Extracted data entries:

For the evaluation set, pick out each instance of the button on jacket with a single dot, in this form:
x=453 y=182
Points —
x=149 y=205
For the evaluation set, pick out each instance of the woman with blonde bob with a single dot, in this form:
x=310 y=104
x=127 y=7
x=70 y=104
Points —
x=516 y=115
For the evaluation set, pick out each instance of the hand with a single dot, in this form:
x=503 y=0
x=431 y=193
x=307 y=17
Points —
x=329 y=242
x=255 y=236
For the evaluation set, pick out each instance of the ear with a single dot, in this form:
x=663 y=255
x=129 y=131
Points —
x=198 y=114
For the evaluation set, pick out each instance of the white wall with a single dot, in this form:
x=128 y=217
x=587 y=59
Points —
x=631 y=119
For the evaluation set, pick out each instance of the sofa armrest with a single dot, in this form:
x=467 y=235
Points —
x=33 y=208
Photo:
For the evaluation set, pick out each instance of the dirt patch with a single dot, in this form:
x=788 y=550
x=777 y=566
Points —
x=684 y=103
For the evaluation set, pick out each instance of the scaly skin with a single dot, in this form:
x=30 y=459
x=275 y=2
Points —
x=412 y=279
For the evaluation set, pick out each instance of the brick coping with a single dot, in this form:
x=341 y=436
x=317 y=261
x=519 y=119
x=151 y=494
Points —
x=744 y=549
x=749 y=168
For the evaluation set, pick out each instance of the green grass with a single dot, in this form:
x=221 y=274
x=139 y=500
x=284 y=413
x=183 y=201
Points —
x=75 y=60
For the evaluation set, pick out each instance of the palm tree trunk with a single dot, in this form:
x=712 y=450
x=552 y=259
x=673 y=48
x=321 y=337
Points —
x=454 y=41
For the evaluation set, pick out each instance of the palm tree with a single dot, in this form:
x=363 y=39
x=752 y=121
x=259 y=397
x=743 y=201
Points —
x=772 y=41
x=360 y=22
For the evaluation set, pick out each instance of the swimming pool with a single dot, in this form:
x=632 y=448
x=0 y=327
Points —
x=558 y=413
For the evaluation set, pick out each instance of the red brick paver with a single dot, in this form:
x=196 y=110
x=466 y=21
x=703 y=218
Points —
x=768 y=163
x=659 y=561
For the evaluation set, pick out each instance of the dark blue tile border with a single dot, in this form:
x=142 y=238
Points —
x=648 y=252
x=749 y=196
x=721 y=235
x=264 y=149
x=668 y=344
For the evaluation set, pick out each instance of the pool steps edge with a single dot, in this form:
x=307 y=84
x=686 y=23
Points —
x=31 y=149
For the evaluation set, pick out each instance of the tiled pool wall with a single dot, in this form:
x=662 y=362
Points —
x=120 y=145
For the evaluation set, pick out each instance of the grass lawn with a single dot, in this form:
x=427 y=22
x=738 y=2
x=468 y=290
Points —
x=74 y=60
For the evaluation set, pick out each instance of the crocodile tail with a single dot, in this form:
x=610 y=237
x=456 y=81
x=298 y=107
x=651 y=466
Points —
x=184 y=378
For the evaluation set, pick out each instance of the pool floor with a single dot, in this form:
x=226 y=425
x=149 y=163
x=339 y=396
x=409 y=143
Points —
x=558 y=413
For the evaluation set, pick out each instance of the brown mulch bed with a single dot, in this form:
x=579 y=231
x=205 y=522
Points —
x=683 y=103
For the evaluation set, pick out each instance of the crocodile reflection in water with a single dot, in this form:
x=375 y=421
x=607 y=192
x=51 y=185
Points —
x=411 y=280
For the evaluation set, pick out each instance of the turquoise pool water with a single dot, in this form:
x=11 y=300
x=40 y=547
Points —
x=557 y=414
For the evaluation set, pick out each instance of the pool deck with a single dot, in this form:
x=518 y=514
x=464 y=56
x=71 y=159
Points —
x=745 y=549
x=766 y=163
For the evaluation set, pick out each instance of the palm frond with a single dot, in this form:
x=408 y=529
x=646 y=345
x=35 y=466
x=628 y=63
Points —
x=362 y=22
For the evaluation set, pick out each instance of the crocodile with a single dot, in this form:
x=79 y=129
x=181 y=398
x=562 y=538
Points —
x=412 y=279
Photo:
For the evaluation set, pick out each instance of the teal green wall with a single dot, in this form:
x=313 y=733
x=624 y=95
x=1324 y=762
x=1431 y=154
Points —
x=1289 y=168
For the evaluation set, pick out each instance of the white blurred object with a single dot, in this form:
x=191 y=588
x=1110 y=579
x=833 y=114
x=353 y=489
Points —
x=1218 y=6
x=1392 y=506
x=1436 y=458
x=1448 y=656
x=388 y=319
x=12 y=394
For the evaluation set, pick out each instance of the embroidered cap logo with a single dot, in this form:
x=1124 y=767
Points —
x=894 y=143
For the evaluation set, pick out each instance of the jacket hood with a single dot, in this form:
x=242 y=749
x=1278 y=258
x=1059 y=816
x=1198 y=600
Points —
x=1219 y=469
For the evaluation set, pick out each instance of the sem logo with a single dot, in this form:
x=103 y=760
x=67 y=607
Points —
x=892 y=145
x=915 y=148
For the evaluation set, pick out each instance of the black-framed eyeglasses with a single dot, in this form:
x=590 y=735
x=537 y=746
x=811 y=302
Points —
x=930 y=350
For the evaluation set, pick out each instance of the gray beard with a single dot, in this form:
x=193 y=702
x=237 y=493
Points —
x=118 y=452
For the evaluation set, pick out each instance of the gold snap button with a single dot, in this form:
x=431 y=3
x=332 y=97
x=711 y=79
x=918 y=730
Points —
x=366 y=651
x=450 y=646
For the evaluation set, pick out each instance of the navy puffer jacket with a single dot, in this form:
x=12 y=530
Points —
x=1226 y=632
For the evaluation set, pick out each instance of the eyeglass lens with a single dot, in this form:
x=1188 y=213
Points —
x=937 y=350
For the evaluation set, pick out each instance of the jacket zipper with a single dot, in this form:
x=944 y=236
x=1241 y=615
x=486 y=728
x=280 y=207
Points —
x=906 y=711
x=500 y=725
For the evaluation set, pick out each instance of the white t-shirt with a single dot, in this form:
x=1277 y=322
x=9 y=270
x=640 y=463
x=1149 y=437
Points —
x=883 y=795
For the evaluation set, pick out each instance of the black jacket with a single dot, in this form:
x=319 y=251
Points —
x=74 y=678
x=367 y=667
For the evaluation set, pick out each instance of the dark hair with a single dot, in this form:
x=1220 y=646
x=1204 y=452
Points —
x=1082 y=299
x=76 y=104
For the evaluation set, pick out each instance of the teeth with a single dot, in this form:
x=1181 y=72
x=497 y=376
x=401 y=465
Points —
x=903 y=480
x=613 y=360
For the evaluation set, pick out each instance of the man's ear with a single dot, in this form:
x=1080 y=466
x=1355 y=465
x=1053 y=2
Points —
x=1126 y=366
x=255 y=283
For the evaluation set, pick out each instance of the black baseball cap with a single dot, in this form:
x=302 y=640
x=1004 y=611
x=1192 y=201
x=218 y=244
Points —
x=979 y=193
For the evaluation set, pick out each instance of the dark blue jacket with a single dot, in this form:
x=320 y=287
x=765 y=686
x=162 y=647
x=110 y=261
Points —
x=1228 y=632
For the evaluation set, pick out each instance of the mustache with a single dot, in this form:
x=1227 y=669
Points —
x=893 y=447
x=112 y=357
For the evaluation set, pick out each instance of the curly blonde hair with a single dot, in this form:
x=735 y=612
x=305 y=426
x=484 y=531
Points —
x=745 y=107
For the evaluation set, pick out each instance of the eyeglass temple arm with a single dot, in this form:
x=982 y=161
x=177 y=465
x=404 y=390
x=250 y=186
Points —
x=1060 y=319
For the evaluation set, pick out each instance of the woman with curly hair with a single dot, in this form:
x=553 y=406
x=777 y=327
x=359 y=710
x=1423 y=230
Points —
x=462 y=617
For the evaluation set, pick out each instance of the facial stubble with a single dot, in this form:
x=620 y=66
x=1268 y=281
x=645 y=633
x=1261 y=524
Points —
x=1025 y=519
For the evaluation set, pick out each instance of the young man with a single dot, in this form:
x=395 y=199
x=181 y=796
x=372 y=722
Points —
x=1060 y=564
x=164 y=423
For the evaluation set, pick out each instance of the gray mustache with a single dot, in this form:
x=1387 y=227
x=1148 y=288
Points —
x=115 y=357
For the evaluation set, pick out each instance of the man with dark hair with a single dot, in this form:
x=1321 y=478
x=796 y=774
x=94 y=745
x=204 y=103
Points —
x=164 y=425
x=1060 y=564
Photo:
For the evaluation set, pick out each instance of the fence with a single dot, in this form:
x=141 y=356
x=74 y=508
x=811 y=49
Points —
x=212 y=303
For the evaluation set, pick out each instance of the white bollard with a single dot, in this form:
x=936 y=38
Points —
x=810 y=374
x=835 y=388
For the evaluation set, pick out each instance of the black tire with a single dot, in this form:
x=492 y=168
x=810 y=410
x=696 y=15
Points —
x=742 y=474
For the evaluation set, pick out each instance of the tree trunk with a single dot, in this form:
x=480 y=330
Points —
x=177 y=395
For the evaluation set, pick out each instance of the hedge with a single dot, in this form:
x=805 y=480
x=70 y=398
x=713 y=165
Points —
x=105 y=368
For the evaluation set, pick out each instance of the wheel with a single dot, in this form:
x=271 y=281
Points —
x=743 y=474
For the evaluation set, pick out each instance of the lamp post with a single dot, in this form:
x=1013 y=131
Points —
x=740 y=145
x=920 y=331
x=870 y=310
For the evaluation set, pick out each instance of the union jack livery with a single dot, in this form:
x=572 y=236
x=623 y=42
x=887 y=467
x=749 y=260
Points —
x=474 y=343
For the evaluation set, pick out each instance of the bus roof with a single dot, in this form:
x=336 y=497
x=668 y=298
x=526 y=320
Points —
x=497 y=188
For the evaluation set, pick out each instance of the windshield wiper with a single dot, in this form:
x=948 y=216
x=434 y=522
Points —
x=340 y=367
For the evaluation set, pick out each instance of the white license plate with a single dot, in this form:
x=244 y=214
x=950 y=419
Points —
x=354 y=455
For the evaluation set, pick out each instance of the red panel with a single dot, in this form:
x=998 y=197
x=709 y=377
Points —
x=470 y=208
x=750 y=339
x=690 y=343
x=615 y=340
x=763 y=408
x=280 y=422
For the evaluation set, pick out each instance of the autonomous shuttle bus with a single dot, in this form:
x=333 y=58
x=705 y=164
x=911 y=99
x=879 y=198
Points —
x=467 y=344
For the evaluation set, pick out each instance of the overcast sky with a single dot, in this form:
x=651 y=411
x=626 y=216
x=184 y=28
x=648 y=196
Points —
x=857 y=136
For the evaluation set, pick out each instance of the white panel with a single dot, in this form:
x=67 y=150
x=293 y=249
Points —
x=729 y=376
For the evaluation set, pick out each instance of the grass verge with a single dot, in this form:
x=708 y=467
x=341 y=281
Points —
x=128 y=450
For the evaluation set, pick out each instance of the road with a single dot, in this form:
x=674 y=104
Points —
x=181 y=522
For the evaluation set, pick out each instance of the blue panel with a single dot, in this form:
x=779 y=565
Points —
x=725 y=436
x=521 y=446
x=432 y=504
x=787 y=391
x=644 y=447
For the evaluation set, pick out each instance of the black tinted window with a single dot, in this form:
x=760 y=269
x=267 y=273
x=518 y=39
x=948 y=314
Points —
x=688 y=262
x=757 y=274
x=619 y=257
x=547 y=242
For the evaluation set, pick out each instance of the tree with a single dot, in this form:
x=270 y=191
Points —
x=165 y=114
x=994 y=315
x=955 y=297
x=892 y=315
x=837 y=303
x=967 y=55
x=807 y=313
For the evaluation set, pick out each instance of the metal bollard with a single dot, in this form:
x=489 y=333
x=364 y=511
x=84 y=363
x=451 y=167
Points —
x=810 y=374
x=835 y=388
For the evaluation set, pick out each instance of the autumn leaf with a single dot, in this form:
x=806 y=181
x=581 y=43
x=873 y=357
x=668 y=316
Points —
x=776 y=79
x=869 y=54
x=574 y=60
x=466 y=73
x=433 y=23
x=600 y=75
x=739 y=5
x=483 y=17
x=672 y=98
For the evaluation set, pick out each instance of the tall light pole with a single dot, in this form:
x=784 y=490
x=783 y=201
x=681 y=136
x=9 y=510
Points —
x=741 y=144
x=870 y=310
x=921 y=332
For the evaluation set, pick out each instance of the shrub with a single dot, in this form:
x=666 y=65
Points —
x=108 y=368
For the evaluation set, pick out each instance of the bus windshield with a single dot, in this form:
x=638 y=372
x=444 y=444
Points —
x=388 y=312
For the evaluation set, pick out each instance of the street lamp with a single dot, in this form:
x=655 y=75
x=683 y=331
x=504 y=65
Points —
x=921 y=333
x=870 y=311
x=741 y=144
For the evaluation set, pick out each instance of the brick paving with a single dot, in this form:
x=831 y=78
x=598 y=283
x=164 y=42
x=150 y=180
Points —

WHAT TO WORK ON: Please retype, exactly as written, every line from the line containing "For the evaluation set, pick out each instance of the autumn" through the last line of the records above, including both of those lines, and nothing else.

ANSWER:
For the evaluation set, pick out each instance of the autumn leaf with a single dot, in this form:
x=806 y=181
x=581 y=43
x=873 y=357
x=668 y=316
Points —
x=776 y=79
x=869 y=54
x=574 y=60
x=466 y=73
x=433 y=23
x=600 y=75
x=739 y=5
x=483 y=17
x=672 y=98
For the evaluation set, pick out each instance of the tall light pole with a single dot, in this form:
x=784 y=490
x=783 y=201
x=681 y=136
x=9 y=510
Points —
x=741 y=144
x=870 y=310
x=921 y=332
For the evaluation set, pick out each instance of the shrub with a single dot, in this form:
x=666 y=65
Points —
x=108 y=368
For the evaluation set, pick out each instance of the bus windshield with a single dot, in this form:
x=638 y=372
x=444 y=444
Points —
x=388 y=312
For the evaluation set, pick out each instance of the street lamp with a single dot, in this form:
x=655 y=75
x=683 y=331
x=504 y=65
Points —
x=921 y=333
x=870 y=311
x=741 y=144
For the evaluation set, pick out each instance of the brick paving with a single dot, in this form:
x=831 y=78
x=598 y=283
x=164 y=42
x=150 y=180
Points —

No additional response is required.